Background information
- Origin: London, England
- Genres: Punk rock
- Years active: 1979–1982 · 2015–2024
- Spinoff of: Sex Pistols, Subway Sect, Lightning Raiders, Chequered Past, Chiefs of Relief, Wild Crash 500, Fantasy 7, Hank Dogs, Neurotic Outsiders, Zilch, The Fallen Leaves, Man Raze, Diane Lane
- Past members: Paul Cook Tom Spencer Dean Croney Marc Hayward Chris McCormack Toshi JC Ogawa Steve Jones Andy Allan Ray McVeigh Paul Myers
- Website: Official website

= The Professionals (band) =

English punk rock band

The Professionals were an English punk rock band active from 1979 to early 1982 and again from 2015 to 2024. They were formed by ex-Sex Pistols members Steve Jones and Paul Cook after that band's demise. The Professionals split in 1982, before reforming in 2015 under the leadership of Cook.

RECORDED DATA:
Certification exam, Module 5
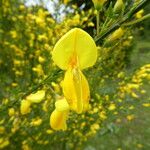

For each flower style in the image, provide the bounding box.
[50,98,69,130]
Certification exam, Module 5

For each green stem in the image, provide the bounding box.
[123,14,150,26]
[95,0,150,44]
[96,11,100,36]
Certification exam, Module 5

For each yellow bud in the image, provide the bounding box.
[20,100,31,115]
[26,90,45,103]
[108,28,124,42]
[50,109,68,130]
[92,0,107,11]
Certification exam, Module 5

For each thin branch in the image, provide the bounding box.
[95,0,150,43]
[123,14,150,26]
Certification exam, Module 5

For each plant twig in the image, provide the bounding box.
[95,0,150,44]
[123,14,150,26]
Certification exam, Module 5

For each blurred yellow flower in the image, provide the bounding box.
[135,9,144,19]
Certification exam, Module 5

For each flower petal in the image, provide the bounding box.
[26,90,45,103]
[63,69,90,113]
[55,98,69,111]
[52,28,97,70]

WHAT YOU ARE ASKED TO DO: Reproduce the passage from the text about The Professionals, starting at "Background information" and ending at "leadership of Cook.".

WRITTEN RESPONSE:
Background information
- Origin: London, England
- Genres: Punk rock
- Years active: 1979–1982 · 2015–2024
- Spinoff of: Sex Pistols, Subway Sect, Lightning Raiders, Chequered Past, Chiefs of Relief, Wild Crash 500, Fantasy 7, Hank Dogs, Neurotic Outsiders, Zilch, The Fallen Leaves, Man Raze, Diane Lane
- Past members: Paul Cook Tom Spencer Dean Croney Marc Hayward Chris McCormack Toshi JC Ogawa Steve Jones Andy Allan Ray McVeigh Paul Myers
- Website: Official website

= The Professionals (band) =

English punk rock band

The Professionals were an English punk rock band active from 1979 to early 1982 and again from 2015 to 2024. They were formed by ex-Sex Pistols members Steve Jones and Paul Cook after that band's demise. The Professionals split in 1982, before reforming in 2015 under the leadership of Cook.